**PASSAGE SHOWN:**
Tuesday, May 25, 2010

pentagon to superbugs: resistance is futile

Wired | Common antibiotics work by attaching to a specific molecule (like an enzyme) inside bacterial cells. With some minor adaptive changes, bacteria can alter their cell structure to prevent antibiotic binding, thereby becoming resistant to the drugs. Some infections even develop “persister cells,” which stop growing when the antibiotics are administered, and then turn back on once a round of meds is completed.

But Tew and his team have developed antibiotics that work from the outside to quickly destroy bacterial cells. The drugs work by poking holes in bacterial membranes, killing the cells instantly. Within a few hours, the antibiotics are able to kill off entire colonies of bacterial pathogens. And resistance is futile: Because the meds don’t enter the actual cell, it’s impossible for the bacteria to fight back through structural adaptation.

The method has already proven effective in clinical trials for treating staph infections, and the Pentagon is betting it’ll be effective in combating Iraqibacter too. In 2009 alone, they doled out nearly $8 million to UMass and PolyMedix, to “study its antibiotic compounds for other biodefense applications and bacterial infections.”

Right now, the group is starting animal studies of Iraqibacter antibiotics, though Tew anticipates that human application is several years off. The scientists are also involved in preliminary research on using the membrane-puncture method to address other strains of bacteria.

But a means of mitigating antibiotic-resistant bacteria can’t come a moment too soon. Just last month, federal health officials warned that if resistance keeps growing, Americans could soon be living in “a post antibiotic era.”

**DATA TO EXAMINE:**
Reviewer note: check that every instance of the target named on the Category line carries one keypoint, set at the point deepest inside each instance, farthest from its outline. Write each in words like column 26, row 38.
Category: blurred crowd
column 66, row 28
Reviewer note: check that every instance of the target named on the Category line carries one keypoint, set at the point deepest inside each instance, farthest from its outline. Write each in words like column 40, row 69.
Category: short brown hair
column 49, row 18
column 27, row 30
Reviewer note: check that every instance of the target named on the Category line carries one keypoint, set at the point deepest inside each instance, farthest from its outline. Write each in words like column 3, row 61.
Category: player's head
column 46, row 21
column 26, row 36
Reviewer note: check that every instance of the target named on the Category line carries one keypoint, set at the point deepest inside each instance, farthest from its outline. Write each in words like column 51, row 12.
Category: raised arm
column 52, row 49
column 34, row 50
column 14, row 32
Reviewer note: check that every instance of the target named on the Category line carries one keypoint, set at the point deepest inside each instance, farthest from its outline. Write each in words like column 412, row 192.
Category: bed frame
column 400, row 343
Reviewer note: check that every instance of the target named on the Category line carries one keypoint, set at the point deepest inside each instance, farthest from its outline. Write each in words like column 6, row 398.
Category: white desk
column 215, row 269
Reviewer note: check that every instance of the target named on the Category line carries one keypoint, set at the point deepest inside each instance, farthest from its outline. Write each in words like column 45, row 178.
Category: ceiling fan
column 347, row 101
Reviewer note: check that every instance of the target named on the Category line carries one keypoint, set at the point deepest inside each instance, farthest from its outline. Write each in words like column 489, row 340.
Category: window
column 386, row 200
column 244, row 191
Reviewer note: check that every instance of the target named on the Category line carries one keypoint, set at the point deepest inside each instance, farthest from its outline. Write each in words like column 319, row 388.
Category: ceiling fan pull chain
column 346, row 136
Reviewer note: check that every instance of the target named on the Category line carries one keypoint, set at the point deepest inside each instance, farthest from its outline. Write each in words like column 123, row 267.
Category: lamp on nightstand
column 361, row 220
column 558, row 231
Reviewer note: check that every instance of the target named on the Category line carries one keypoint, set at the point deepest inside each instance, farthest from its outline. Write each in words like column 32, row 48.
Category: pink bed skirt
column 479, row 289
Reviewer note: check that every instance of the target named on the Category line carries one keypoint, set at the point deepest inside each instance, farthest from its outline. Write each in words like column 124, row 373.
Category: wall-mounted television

**WHAT TO DO:**
[a] According to the superbugs post, how much money went to UMass and PolyMedix in 2009?
[b] Retype everything in the superbugs post from "But Tew and" down to "through structural adaptation.".
The data was drawn from a separate source and has no connection to the superbugs post.

**ANSWERS BELOW:**
[a] Nearly $8 million.

[b]
But Tew and his team have developed antibiotics that work from the outside to quickly destroy bacterial cells. The drugs work by poking holes in bacterial membranes, killing the cells instantly. Within a few hours, the antibiotics are able to kill off entire colonies of bacterial pathogens. And resistance is futile: Because the meds don’t enter the actual cell, it’s impossible for the bacteria to fight back through structural adaptation.